(Region annotation entries)
-- Start --

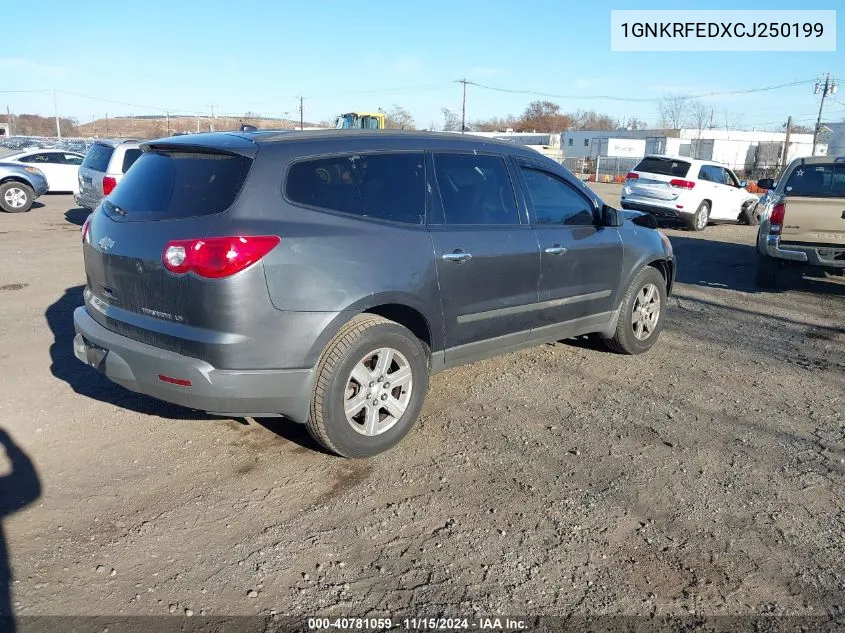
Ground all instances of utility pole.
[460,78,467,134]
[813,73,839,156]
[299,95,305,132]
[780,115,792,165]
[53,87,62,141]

-- End --
-- Start --

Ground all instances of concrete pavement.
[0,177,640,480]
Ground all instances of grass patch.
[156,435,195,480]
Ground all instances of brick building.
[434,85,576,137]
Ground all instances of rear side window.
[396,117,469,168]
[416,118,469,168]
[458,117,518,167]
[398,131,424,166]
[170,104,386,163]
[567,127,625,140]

-- End --

• _TASK REQUIREMENTS_
Count the lines in the entries above that contain the word "instances". Reply with the number alone.

• _EXPECTED OUTPUT_
5